# PROBLEM TO WORK ON
Every record must be restated exactly as written.

# Region pointing data
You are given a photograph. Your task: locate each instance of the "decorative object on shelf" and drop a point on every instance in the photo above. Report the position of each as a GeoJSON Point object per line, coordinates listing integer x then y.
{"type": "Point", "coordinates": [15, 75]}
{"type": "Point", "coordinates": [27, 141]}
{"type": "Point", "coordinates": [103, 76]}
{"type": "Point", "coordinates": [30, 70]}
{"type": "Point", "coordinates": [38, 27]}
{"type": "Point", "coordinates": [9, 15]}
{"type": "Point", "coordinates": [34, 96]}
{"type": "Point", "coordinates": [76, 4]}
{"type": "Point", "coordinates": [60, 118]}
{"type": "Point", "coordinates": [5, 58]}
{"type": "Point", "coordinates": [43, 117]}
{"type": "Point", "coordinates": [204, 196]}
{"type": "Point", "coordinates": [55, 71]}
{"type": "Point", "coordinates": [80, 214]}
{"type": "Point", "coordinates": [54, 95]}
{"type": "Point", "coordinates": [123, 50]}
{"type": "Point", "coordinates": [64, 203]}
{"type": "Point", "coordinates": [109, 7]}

# ANSWER TO THE PROBLEM
You are given a photograph. Your task: locate each instance of the "decorative object on shelf" and drop a point on every instance in the photo above. Report the position of each as a GeoJSON Point object per line, coordinates listing integer x then y.
{"type": "Point", "coordinates": [15, 75]}
{"type": "Point", "coordinates": [27, 141]}
{"type": "Point", "coordinates": [103, 76]}
{"type": "Point", "coordinates": [30, 70]}
{"type": "Point", "coordinates": [38, 27]}
{"type": "Point", "coordinates": [9, 15]}
{"type": "Point", "coordinates": [34, 96]}
{"type": "Point", "coordinates": [76, 4]}
{"type": "Point", "coordinates": [60, 118]}
{"type": "Point", "coordinates": [5, 58]}
{"type": "Point", "coordinates": [43, 117]}
{"type": "Point", "coordinates": [204, 196]}
{"type": "Point", "coordinates": [55, 71]}
{"type": "Point", "coordinates": [80, 214]}
{"type": "Point", "coordinates": [54, 95]}
{"type": "Point", "coordinates": [123, 50]}
{"type": "Point", "coordinates": [64, 203]}
{"type": "Point", "coordinates": [109, 7]}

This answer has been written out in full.